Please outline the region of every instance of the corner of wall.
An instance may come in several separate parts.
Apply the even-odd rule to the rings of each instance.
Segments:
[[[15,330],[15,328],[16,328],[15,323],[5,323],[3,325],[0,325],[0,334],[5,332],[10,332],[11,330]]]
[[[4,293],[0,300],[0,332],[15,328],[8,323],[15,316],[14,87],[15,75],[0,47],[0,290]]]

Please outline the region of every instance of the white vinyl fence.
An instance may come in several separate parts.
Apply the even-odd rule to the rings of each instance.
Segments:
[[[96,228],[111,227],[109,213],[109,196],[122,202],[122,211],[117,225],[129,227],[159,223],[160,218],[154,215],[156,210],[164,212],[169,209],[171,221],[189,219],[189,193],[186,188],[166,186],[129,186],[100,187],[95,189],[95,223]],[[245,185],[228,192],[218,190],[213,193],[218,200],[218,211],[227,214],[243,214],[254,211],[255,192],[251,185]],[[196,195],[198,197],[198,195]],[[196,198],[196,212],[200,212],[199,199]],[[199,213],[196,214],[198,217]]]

══════

■ **WORK REQUIRED**:
Take the entries above and repeat them. Alter nothing.

■ **OUTPUT BELOW**:
Please outline the region of every instance of the corner of wall.
An instance may come in several separate parts.
Apply the even-odd rule to the rings of each instance.
Segments:
[[[15,330],[15,328],[16,328],[15,323],[5,323],[3,325],[0,325],[0,334],[5,332],[10,332],[11,330]]]
[[[4,293],[0,300],[0,332],[15,328],[8,323],[15,316],[14,87],[15,75],[0,47],[0,290]]]

Please outline the region of every instance of the white vinyl fence.
An instance may come in several separate parts.
Apply the even-odd rule to the rings of each instance.
Segments:
[[[96,228],[111,227],[109,213],[109,196],[122,202],[122,211],[117,225],[129,227],[159,223],[160,218],[154,215],[156,210],[164,212],[169,209],[171,221],[189,219],[189,193],[186,188],[166,186],[129,186],[100,187],[95,189],[95,223]],[[245,185],[228,192],[218,190],[213,193],[218,200],[218,211],[227,214],[243,214],[254,211],[255,192],[251,185]],[[196,195],[198,197],[198,195]],[[196,198],[196,212],[200,212],[199,199]],[[199,213],[196,214],[198,217]]]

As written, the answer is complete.